How to complete this task: Write out all of the records exactly once more and skip the images.

Stored records:
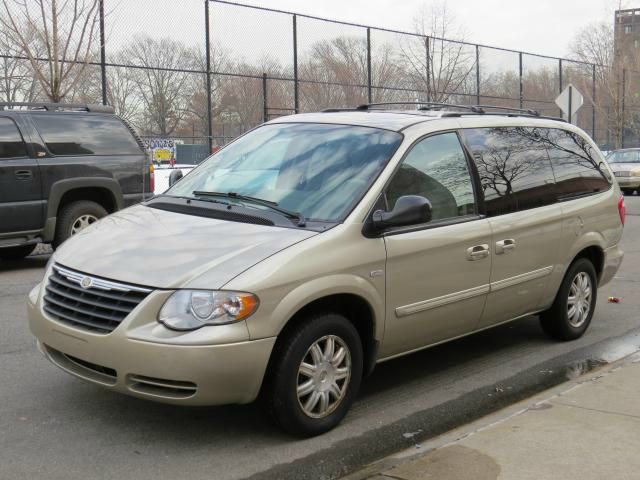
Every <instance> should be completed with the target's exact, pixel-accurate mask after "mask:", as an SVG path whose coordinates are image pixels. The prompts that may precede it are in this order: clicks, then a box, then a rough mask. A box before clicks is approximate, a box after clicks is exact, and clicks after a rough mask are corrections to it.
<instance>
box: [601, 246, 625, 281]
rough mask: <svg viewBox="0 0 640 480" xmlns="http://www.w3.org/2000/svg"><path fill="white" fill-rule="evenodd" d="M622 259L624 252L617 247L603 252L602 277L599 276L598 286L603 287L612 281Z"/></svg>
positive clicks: (621, 249)
mask: <svg viewBox="0 0 640 480" xmlns="http://www.w3.org/2000/svg"><path fill="white" fill-rule="evenodd" d="M623 258H624V252H623V251H622V249H621V248H620V246H619V245H615V246H613V247H610V248H607V249H606V250H605V251H604V265H603V268H602V275H601V276H600V282H599V286H602V285H605V284H607V283H609V282H610V281H611V279H613V277H614V276H615V274H616V273H617V272H618V269H619V268H620V264H621V263H622V259H623Z"/></svg>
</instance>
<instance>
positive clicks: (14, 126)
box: [0, 118, 27, 158]
mask: <svg viewBox="0 0 640 480" xmlns="http://www.w3.org/2000/svg"><path fill="white" fill-rule="evenodd" d="M26 156H27V149H26V147H25V145H24V141H23V140H22V136H21V135H20V132H19V131H18V127H17V126H16V124H15V123H13V120H11V119H9V118H0V158H14V157H26Z"/></svg>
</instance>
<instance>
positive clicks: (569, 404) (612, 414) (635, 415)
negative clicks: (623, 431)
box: [551, 400, 640, 420]
mask: <svg viewBox="0 0 640 480" xmlns="http://www.w3.org/2000/svg"><path fill="white" fill-rule="evenodd" d="M551 403H555V404H557V405H563V406H565V407H572V408H579V409H581V410H588V411H590V412H598V413H605V414H608V415H618V416H620V417H628V418H635V419H636V420H640V416H639V415H631V414H629V413H621V412H612V411H609V410H601V409H599V408H589V407H583V406H582V405H571V404H570V403H564V402H560V401H558V400H552V401H551Z"/></svg>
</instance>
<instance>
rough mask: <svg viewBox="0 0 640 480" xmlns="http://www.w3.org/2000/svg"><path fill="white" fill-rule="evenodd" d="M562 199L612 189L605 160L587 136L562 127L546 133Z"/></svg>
mask: <svg viewBox="0 0 640 480" xmlns="http://www.w3.org/2000/svg"><path fill="white" fill-rule="evenodd" d="M544 138H545V143H547V147H548V152H549V157H550V159H551V165H552V167H553V172H554V175H555V178H556V184H557V187H558V191H559V192H558V193H559V196H560V199H566V198H571V197H575V196H581V195H588V194H591V193H599V192H603V191H605V190H608V189H609V186H610V183H609V181H608V180H607V179H606V176H605V173H604V171H603V168H605V167H604V166H603V163H602V160H601V159H600V157H599V155H598V154H597V152H595V151H594V149H593V147H592V146H591V144H590V143H589V142H588V141H587V139H586V138H584V137H583V136H581V135H579V134H577V133H575V132H569V131H567V130H560V129H554V128H552V129H548V130H546V134H545V137H544Z"/></svg>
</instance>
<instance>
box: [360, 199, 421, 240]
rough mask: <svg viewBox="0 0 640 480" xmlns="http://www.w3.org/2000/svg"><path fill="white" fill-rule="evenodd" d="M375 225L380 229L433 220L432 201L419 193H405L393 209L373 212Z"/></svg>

Answer area:
Every <instance> should be completed with the target's exact, pixel-accurate mask after "mask:", as an SVG path whose coordinates are image pixels. The prompts that may precede it are in this order: clicks, then a box, then a rough mask. A box before clicks is approximate, a box after clicks is exact, and clicks after a rough mask are corrections to it.
<instance>
box: [601, 246, 625, 281]
rough mask: <svg viewBox="0 0 640 480" xmlns="http://www.w3.org/2000/svg"><path fill="white" fill-rule="evenodd" d="M622 259L624 252L617 247L603 252L602 277L599 276L598 286L603 287L612 281Z"/></svg>
positive clicks: (621, 249)
mask: <svg viewBox="0 0 640 480" xmlns="http://www.w3.org/2000/svg"><path fill="white" fill-rule="evenodd" d="M623 258H624V252H623V251H622V249H621V248H620V246H619V245H615V246H613V247H610V248H607V249H606V250H605V251H604V265H603V268H602V275H601V276H600V282H599V286H602V285H605V284H607V283H609V282H610V281H611V279H613V277H614V276H615V274H616V273H617V272H618V269H619V268H620V264H621V263H622V259H623Z"/></svg>
</instance>
<instance>
positive clicks: (14, 126)
box: [0, 118, 27, 158]
mask: <svg viewBox="0 0 640 480" xmlns="http://www.w3.org/2000/svg"><path fill="white" fill-rule="evenodd" d="M26 156H27V149H26V147H25V145H24V141H23V140H22V136H21V135H20V132H19V131H18V127H17V126H16V124H15V123H13V120H11V119H9V118H0V158H14V157H26Z"/></svg>
</instance>
<instance>
positive clicks: (569, 404) (612, 414) (635, 415)
negative clicks: (623, 431)
box: [551, 400, 640, 420]
mask: <svg viewBox="0 0 640 480" xmlns="http://www.w3.org/2000/svg"><path fill="white" fill-rule="evenodd" d="M551 403H555V404H557V405H563V406H565V407H572V408H579V409H581V410H588V411H590V412H598V413H605V414H608V415H618V416H620V417H628V418H635V419H636V420H640V416H639V415H631V414H629V413H621V412H612V411H609V410H601V409H599V408H589V407H583V406H582V405H571V404H570V403H564V402H560V401H558V400H552V401H551Z"/></svg>
</instance>
<instance>
rough mask: <svg viewBox="0 0 640 480" xmlns="http://www.w3.org/2000/svg"><path fill="white" fill-rule="evenodd" d="M562 199L612 189L605 160L587 136L562 127L546 133Z"/></svg>
mask: <svg viewBox="0 0 640 480" xmlns="http://www.w3.org/2000/svg"><path fill="white" fill-rule="evenodd" d="M544 138H545V143H547V147H548V152H549V157H550V159H551V165H552V167H553V172H554V175H555V178H556V184H557V187H558V191H559V192H558V193H559V196H560V199H566V198H571V197H575V196H581V195H588V194H591V193H599V192H603V191H605V190H608V189H609V186H610V183H609V181H608V180H607V179H606V176H605V173H604V171H603V168H605V167H604V166H603V163H602V160H601V159H600V157H599V155H598V154H597V152H595V151H594V149H593V147H592V146H591V144H590V143H589V142H588V141H587V139H586V138H584V137H583V136H581V135H579V134H577V133H575V132H569V131H567V130H560V129H554V128H552V129H548V130H546V134H545V137H544Z"/></svg>
</instance>
<instance>
box: [360, 199, 421, 240]
rough mask: <svg viewBox="0 0 640 480" xmlns="http://www.w3.org/2000/svg"><path fill="white" fill-rule="evenodd" d="M375 225L380 229L433 220L432 201L419 193H405L393 209L373 212Z"/></svg>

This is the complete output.